[Pointing records for named objects]

-- BEGIN --

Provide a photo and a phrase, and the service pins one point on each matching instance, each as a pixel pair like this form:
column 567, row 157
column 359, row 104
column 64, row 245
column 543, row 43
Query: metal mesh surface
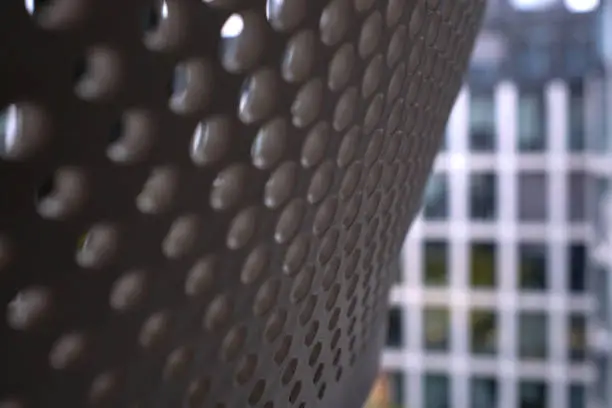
column 200, row 200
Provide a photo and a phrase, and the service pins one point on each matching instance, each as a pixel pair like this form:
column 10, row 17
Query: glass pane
column 533, row 394
column 483, row 202
column 482, row 271
column 436, row 263
column 602, row 382
column 437, row 329
column 436, row 198
column 577, row 337
column 576, row 396
column 600, row 282
column 577, row 266
column 533, row 335
column 387, row 391
column 577, row 196
column 484, row 393
column 395, row 335
column 532, row 267
column 576, row 116
column 482, row 121
column 533, row 197
column 436, row 391
column 531, row 119
column 483, row 330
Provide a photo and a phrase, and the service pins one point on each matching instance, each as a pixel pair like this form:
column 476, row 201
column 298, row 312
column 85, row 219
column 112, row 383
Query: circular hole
column 29, row 308
column 98, row 75
column 97, row 247
column 295, row 392
column 242, row 39
column 61, row 194
column 191, row 86
column 153, row 16
column 23, row 130
column 131, row 136
column 35, row 7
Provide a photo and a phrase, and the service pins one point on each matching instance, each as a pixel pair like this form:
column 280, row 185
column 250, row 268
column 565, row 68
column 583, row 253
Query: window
column 533, row 265
column 395, row 332
column 602, row 382
column 577, row 396
column 577, row 266
column 531, row 119
column 484, row 392
column 482, row 268
column 533, row 335
column 437, row 329
column 576, row 203
column 483, row 331
column 576, row 116
column 533, row 194
column 577, row 337
column 482, row 121
column 436, row 393
column 533, row 394
column 387, row 391
column 445, row 136
column 436, row 197
column 483, row 202
column 436, row 263
column 600, row 280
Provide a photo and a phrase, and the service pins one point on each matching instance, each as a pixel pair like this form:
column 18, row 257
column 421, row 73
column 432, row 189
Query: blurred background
column 503, row 292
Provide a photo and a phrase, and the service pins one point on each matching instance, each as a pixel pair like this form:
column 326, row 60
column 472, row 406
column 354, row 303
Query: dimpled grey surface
column 200, row 201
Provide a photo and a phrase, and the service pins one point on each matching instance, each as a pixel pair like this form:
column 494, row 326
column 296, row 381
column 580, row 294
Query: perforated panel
column 199, row 200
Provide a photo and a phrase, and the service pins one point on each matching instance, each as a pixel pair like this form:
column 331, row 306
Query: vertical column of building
column 506, row 123
column 557, row 162
column 459, row 234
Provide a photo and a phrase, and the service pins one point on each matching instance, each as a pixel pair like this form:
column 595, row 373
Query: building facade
column 500, row 302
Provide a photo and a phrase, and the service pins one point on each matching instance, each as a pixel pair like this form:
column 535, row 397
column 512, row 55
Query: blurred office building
column 503, row 301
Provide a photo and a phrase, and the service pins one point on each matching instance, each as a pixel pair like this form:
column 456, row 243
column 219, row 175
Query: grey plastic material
column 201, row 201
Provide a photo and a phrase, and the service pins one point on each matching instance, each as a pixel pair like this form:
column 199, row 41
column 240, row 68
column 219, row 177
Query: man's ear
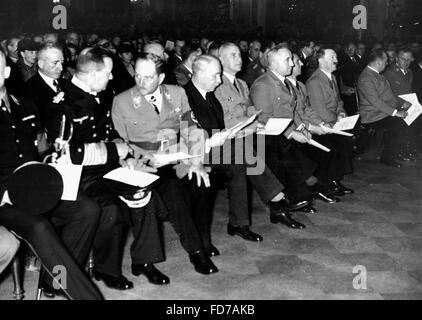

-- END --

§ **Exercise**: Report how many lines of the items above contain the string "blurred". Give the number alone.

§ **Exercise output**: 2